WORK TASK A -
In the account of the In Flanders Fields Museum visit below, what does the keycard handed to visitors at the entrance represent?
WORK TASK B -
Pick up the account of the In Flanders Fields Museum visit below after its final sentence and keep writing it.

SOURCE PASSAGE -
Sunday, October 19, 2008

In Flanders Fields Museum

Today I visited the museum ‘In Flanders Fields’. I am very impressed and moved by what I saw today. In Flanders Fields Museum takes you back to the Great War of 1914-1918. You experience history at first hand as a soldier or a nurse, as an inhabitant of Ypres or as a refugee… You not only witness with your own eyes the destruction of a whole region and the atrocities this war brought about but you will also experience the hope and resurrection of a city like Ypres. Quotations show you what people lived through and how they felt during the Great War. Sometimes they speak to you from screens, sometimes you have to read their words on panels.

When you enter the In Flanders Field Museum, you receive a keycard which represents the identity of a person who lived during the Great War. I was Marie Curie whom I know since I visited the Marie Curie Museum in her birthplace in Ulica Freta when I was in Warsaw last year.

RECORD EXTRACTS -

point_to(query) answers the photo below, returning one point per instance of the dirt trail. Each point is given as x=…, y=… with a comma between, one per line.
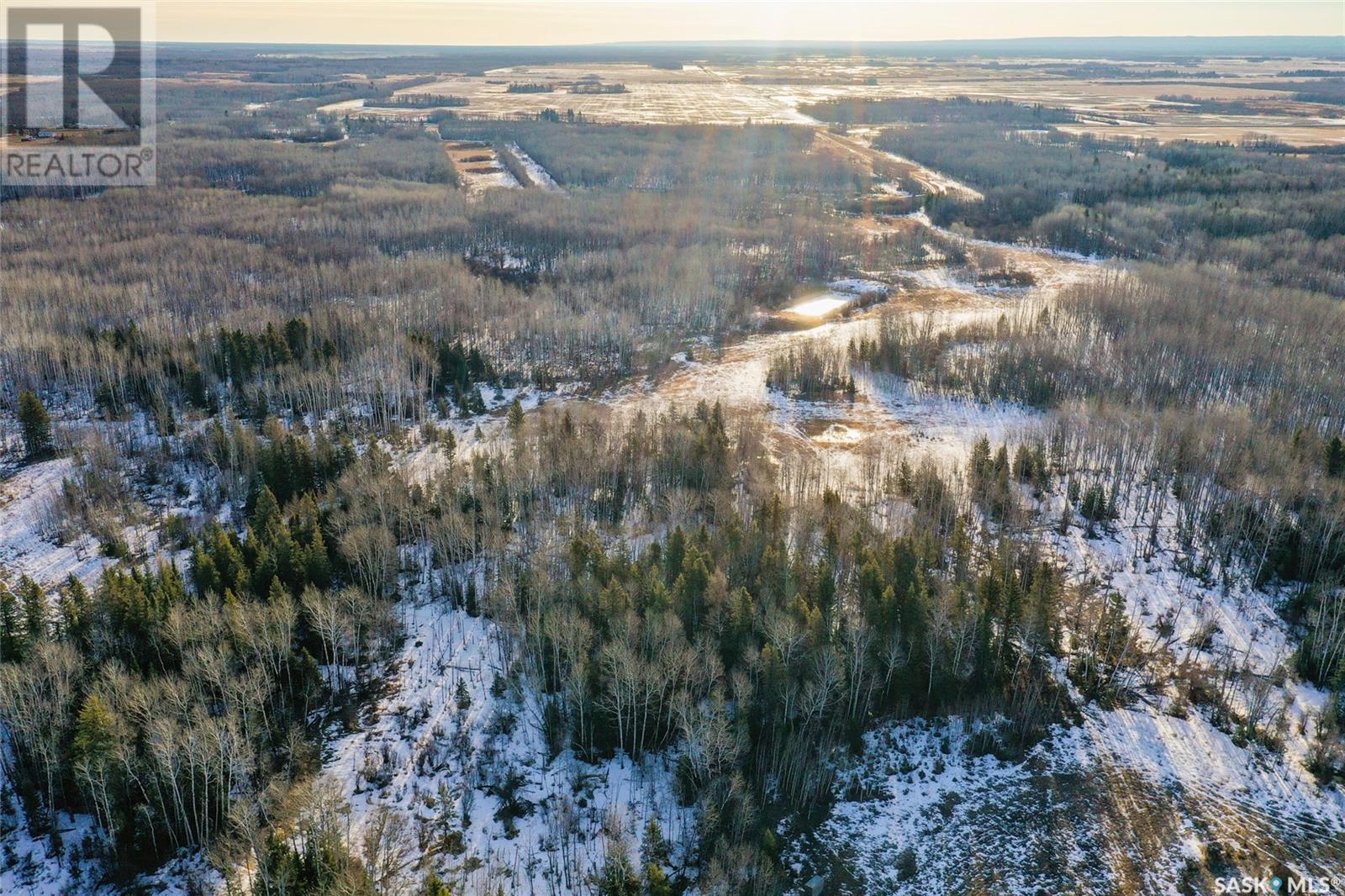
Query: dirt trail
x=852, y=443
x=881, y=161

---

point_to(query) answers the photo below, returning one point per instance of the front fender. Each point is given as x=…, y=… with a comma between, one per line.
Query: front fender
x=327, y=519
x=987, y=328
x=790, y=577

RESPONSE BOX A -
The identity of a person who lived during the Great War.

RESPONSE BOX B -
When the war breaks out, Marie Curie was already an influential figure. She and her daughter Irène decided to use their knowledge for the benefit of war victims. They fit out vans with radiological equipment, and train the staff who are to use them. They also equip campaign hospitals, which are placed behind the front lines. Marie Curie was in Veurne from December 1914 onwards. In January 1915 she was in Poperinge, where she has radiological equipment set up in the hospital that is accommodated in a country mansion.

It was a very moving day for me … the next few days I want to learn more of the Great War and it significance for this region …

Saturday, October 18, 2008

The Cloth Hall of Ypres

Here I am in front of the imposing Cloth Hall of Ypres that was built in the 13th century and was one of the largest commercial buildings of the Middle Ages. The structure which stands today is the exact copy of the original medieval building, rebuilt after the war. The whole complex was designated a World Heritage Site by UNESCO in 1999.

By 1918 almost nothing remained of the city of Ypres, because it was in the middle of the frontline between the German and the Allied Armies. Ypres was bombed to pieces and almost wiped off the face of the earth.Ypres these days has the title of "city of peace" and maintains a close friendship with another town on which war had a profound impact: Hiroshima. The association may be regarded as somewhat gruesome because both towns witnessed warfare at its worst: Ypres was one of the first places where chemical warfare was employed, while Hiroshima suffered the debut of nuclear warfare.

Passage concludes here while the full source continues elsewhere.